- **Written exercise**
Extract all records. Keep each one exact.

[start]

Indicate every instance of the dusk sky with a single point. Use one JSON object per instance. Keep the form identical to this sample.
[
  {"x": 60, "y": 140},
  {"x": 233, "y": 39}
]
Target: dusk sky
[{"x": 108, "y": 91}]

[end]

- **Result of this exercise**
Indicate every instance of the dusk sky with a single point. Use one JSON object per instance. Keep the form identical to this sample.
[
  {"x": 60, "y": 140},
  {"x": 233, "y": 39}
]
Target: dusk sky
[{"x": 108, "y": 91}]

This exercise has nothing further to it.